-- WRITTEN INSTRUCTION --
Gather every line in the records below that contains the string "ceiling", and copy each such line in full.

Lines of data
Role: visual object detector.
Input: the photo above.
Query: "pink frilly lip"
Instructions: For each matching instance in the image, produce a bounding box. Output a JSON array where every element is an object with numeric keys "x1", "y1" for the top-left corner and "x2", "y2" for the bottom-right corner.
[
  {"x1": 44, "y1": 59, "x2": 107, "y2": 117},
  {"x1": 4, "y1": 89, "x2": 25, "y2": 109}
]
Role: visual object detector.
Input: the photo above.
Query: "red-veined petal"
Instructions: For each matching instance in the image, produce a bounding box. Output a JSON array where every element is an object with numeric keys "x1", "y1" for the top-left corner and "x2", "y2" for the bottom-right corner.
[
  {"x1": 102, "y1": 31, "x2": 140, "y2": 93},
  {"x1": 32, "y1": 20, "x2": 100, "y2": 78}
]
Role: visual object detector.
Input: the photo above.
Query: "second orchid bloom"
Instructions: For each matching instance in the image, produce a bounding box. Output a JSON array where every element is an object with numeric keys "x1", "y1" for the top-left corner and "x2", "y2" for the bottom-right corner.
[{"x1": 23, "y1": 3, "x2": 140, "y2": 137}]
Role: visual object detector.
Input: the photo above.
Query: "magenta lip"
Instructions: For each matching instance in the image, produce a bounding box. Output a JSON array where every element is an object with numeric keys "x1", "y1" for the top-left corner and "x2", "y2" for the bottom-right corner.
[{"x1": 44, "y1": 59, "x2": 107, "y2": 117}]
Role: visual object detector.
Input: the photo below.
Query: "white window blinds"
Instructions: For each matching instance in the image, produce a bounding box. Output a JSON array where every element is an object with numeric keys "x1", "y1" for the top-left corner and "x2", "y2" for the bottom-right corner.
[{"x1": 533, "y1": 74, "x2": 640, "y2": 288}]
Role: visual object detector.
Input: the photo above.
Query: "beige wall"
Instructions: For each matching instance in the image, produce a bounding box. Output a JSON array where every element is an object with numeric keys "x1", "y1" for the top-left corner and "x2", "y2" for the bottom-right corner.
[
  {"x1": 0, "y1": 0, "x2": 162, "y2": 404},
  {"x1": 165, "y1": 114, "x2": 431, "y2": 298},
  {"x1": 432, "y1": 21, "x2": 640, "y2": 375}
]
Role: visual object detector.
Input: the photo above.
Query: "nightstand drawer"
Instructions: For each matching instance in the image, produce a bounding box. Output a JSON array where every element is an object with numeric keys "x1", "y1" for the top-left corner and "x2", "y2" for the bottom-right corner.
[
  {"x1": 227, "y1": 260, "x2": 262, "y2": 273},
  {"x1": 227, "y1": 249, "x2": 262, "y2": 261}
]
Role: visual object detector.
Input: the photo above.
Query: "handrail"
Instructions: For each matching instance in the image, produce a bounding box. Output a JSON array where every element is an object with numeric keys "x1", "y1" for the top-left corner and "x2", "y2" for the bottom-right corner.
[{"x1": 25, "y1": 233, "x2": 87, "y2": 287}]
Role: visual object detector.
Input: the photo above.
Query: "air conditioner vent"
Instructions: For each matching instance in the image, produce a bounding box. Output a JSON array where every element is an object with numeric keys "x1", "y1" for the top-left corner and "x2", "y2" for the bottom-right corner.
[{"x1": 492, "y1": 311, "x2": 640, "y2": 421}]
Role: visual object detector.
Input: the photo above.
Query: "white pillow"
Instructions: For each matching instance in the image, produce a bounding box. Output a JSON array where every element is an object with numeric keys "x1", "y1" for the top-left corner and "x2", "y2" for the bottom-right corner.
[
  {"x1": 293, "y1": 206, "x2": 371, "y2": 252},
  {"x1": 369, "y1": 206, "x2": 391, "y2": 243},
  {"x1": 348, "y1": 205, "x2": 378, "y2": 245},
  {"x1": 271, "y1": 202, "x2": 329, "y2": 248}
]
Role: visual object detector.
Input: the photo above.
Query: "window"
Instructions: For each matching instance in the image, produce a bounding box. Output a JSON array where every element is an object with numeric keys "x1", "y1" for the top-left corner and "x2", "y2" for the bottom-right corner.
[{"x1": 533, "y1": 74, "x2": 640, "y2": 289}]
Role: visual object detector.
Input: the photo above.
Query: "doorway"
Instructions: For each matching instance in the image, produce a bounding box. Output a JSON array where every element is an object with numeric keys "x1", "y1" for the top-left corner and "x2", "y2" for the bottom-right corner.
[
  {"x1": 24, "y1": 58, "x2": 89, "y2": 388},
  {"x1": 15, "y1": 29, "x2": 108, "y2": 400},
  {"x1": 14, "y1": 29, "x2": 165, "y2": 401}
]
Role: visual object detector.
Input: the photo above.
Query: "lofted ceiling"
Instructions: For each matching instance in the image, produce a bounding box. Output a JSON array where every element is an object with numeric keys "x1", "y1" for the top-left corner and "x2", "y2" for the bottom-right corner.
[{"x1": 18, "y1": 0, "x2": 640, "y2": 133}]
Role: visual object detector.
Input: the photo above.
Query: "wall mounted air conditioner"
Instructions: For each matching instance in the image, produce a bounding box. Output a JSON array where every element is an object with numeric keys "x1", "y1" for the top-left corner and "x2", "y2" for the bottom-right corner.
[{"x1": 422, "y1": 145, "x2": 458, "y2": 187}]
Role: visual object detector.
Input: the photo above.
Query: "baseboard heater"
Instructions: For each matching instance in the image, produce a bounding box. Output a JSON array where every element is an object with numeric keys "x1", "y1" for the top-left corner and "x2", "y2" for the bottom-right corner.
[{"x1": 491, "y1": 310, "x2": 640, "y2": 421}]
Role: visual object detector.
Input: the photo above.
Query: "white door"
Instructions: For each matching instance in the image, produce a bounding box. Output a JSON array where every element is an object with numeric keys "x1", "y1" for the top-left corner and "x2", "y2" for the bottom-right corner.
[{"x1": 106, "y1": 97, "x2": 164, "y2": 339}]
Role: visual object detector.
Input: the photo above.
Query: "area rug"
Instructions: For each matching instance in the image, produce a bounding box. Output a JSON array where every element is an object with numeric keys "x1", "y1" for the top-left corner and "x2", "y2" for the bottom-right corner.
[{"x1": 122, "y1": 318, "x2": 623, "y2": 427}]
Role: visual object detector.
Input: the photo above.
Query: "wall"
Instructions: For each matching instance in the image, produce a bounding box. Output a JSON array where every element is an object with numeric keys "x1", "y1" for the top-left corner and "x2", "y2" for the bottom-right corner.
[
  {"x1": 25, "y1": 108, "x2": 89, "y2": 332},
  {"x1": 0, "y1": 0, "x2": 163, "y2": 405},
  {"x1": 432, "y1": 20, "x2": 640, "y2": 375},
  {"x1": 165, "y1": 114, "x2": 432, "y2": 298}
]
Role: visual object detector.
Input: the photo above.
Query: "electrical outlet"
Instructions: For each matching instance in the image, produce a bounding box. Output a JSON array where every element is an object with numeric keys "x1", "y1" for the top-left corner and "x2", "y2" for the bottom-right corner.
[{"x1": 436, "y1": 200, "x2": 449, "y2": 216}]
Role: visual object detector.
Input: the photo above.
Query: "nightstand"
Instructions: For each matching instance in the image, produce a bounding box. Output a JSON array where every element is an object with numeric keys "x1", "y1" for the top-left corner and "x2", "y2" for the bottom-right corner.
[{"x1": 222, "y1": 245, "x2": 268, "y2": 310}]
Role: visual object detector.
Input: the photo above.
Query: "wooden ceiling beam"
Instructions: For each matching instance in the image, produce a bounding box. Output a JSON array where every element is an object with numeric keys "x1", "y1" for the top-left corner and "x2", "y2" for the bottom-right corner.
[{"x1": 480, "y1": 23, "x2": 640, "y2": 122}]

-- TASK SOLUTION --
Query: "lofted ceiling"
Query: "wooden ceiling beam"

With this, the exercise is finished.